**SELECTED PASSAGE:**
Of course I will be a little sad to leave the Midwest.  I grew up here and have worked here most of my professional life.  I have lived in Ohio, Indiana, Illinois, and Michigan and have family in three of those states.  I’ve done a lot of good archaeology in the Midwest.  I don’t plan on simply walking away from all the time and energy I have invested, but I will be moving on and my focus will be elsewhere.  I worked pretty hard to try to find a permanent academic home in this part of the country, doing campus interviews at four Midwestern universities over the last three years.  For whatever reasons, none of those places offered me a job.  And other places in the Midwest didn’t even put me on the long list for jobs for which I was well-suited and well-qualified.  So I feel like the Midwest sort of broke up with me, rather than the other way around.

**WRITTEN PROBLEM 1:**
Answer these from the passage about leaving the Midwest:
(a) At how many Midwestern universities did the writer do campus interviews, and over what span of time?
(b) In how many of the states the writer has lived in does the writer have family?
(c) According to the writer, who broke up with whom?
**WRITTEN PROBLEM 2:** List every state the writer has lived in, as named in the passage about leaving the Midwest.
**WRITTEN PROBLEM 3:** Carry on the passage about leaving the Midwest from its final sentence.
The material after this point is separate from the passage about leaving the Midwest.

**GIVEN INFORMATION:**

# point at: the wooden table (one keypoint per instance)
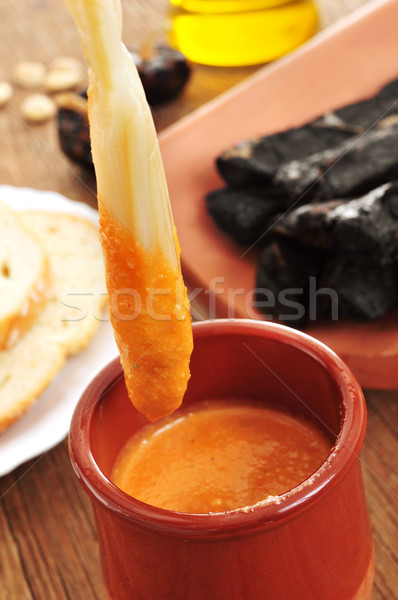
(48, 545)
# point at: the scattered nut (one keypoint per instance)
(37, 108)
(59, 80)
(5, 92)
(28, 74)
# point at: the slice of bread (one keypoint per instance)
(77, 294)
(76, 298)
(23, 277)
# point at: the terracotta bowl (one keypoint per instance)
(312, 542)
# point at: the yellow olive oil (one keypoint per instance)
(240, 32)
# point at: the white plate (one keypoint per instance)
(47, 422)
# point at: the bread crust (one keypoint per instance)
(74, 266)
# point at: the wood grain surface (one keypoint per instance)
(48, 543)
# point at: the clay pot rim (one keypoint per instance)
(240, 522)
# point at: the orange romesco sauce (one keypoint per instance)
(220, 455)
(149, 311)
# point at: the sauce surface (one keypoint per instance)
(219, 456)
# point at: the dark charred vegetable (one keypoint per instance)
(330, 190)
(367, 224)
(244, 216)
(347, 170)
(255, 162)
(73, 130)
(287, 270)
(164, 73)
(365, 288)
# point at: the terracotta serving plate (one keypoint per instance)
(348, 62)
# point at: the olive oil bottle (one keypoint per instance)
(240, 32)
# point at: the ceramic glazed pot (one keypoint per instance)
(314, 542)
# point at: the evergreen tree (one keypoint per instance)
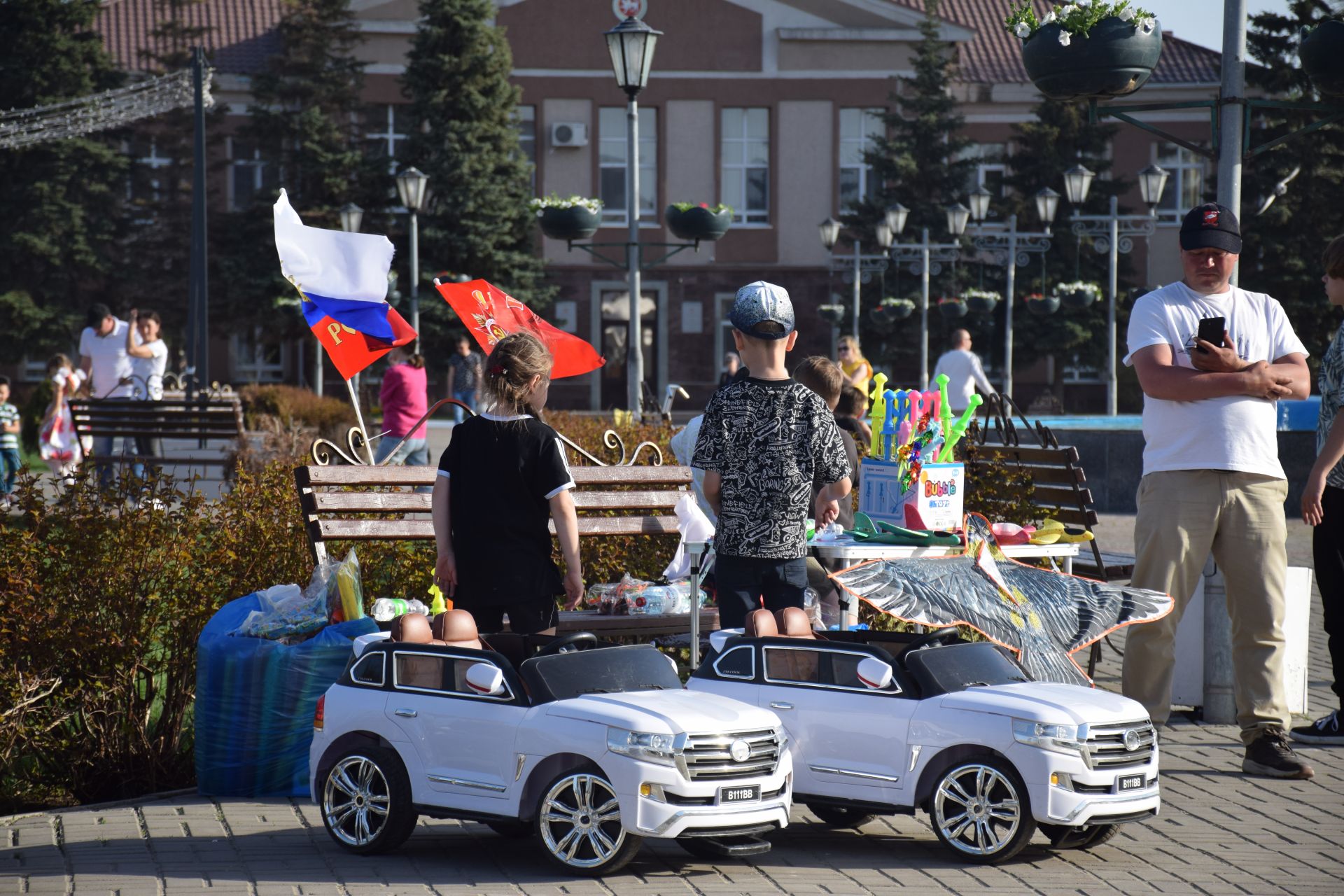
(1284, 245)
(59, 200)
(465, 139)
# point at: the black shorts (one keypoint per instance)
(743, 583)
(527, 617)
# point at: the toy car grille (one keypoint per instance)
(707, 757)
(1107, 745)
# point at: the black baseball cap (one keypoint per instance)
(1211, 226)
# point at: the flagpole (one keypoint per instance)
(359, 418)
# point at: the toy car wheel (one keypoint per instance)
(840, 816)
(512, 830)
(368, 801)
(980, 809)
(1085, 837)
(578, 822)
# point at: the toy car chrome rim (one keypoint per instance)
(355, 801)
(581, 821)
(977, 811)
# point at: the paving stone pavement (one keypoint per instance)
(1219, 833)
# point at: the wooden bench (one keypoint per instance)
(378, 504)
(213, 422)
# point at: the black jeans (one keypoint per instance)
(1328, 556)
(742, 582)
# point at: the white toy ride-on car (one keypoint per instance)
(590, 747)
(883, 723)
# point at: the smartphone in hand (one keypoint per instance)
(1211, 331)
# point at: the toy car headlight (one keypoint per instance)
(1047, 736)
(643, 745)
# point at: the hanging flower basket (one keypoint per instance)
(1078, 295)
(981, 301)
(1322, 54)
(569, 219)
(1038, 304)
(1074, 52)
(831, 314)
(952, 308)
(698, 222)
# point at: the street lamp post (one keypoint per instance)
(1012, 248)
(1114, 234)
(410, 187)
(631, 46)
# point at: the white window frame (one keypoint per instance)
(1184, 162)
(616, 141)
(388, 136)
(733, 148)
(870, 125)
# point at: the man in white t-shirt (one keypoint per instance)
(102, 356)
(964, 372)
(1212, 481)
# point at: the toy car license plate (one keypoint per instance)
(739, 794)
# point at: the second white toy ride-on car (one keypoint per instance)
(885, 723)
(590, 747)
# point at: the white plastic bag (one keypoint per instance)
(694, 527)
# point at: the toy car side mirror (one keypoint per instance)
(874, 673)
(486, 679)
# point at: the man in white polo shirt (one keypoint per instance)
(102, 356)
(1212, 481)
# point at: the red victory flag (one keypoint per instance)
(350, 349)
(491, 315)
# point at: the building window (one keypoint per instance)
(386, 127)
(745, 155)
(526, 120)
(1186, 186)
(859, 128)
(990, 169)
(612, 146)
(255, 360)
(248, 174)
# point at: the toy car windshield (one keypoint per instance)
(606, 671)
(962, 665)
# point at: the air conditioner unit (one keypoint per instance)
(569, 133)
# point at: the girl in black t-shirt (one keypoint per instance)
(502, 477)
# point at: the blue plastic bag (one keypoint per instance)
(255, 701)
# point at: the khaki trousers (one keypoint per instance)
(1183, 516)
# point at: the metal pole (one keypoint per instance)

...

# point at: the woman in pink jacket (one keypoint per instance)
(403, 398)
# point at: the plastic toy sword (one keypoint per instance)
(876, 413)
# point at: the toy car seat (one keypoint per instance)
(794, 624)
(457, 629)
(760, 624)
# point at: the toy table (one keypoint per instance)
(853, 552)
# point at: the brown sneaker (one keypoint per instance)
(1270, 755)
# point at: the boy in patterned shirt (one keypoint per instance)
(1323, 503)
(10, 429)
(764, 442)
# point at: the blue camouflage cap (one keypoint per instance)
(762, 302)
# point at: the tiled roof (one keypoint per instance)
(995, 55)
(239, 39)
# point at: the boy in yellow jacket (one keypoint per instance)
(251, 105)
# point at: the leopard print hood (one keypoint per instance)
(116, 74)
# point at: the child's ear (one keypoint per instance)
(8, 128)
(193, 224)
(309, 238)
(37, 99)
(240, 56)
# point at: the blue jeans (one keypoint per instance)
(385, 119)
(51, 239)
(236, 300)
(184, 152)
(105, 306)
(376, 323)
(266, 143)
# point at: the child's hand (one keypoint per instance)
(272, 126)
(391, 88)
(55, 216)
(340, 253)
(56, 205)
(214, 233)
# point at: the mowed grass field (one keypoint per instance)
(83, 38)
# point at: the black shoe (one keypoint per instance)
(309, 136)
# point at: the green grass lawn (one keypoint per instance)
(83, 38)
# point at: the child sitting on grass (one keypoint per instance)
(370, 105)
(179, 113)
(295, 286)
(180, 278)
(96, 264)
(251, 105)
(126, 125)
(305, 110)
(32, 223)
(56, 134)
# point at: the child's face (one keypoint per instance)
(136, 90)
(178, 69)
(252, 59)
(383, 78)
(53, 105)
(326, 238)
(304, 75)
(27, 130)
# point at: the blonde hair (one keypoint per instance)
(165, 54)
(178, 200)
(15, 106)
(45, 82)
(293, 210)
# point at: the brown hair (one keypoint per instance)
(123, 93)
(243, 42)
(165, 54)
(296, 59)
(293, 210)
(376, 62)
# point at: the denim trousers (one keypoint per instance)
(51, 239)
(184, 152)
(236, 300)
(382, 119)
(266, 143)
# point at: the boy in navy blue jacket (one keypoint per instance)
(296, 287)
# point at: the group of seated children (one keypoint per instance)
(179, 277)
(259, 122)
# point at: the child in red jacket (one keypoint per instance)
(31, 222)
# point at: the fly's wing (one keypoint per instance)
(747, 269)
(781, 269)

==

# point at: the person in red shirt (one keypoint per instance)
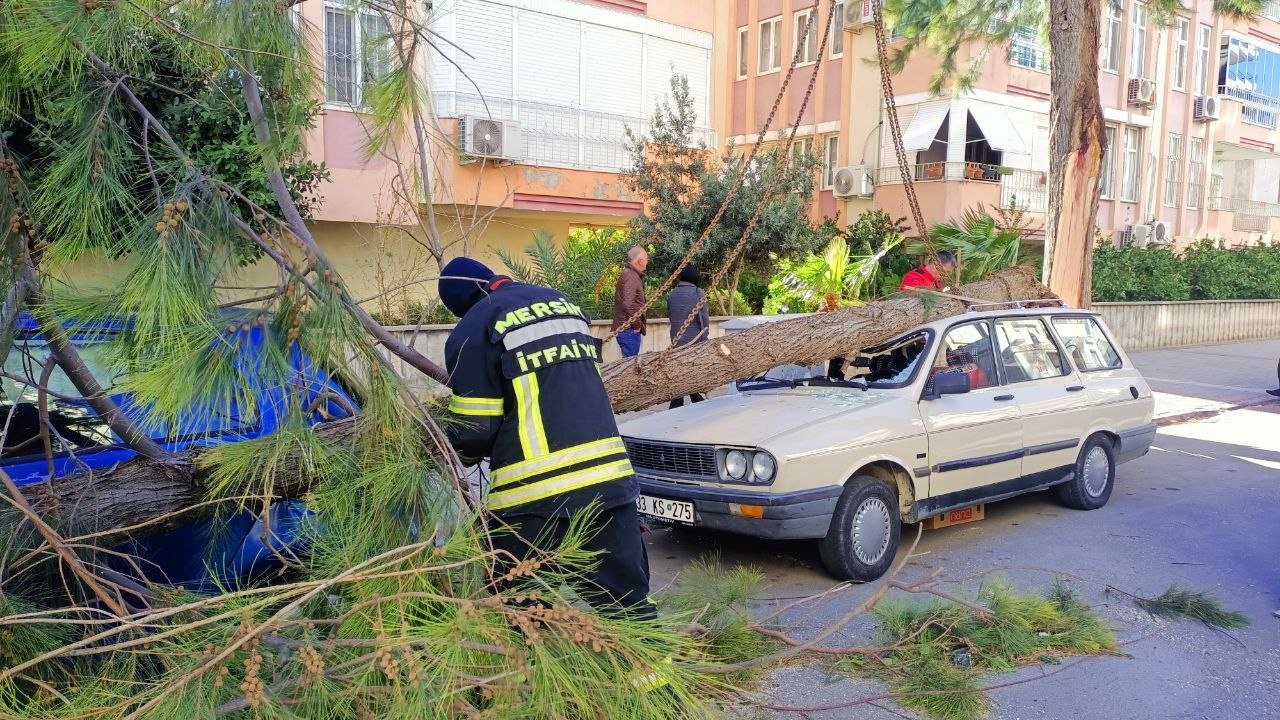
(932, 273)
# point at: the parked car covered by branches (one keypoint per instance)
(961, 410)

**EXERCISE OUTPUT 1:**
(a) Four universities, over the last three years.
(b) Three.
(c) The Midwest sort of broke up with the writer, rather than the other way around.

**EXERCISE OUTPUT 2:** Ohio, Indiana, Illinois, Michigan

**EXERCISE OUTPUT 3:**
The chilly reception I got on the tenure-track job market (don’t misunderstand – the individuals I met were all very polite, things just never broke my way) made my experience this year at Grand Valley that much more important to me.  I have learned a great deal at Grand Valley and have always felt supported and appreciated.  It has been a great place to work and, as I discussed in a previous post, the teaching experience at Grand Valley is going to make me a much better scholar in the long run.

There will be a tremendous upside to making the move to South Carolina and SCIAA that will far outweigh whatever sadness I feel about moving on from here.  I’m still wrapping my head around the possibilities, but I can tell you it is going to be a lot of fun.  It is a great institution with a great history, great people, and a lot of resources to leverage.

South Carolina will be warmer than the Midwest in more ways than one: I’m not going to miss the -25 degrees F we had this morning. 

South Carolina, here we come!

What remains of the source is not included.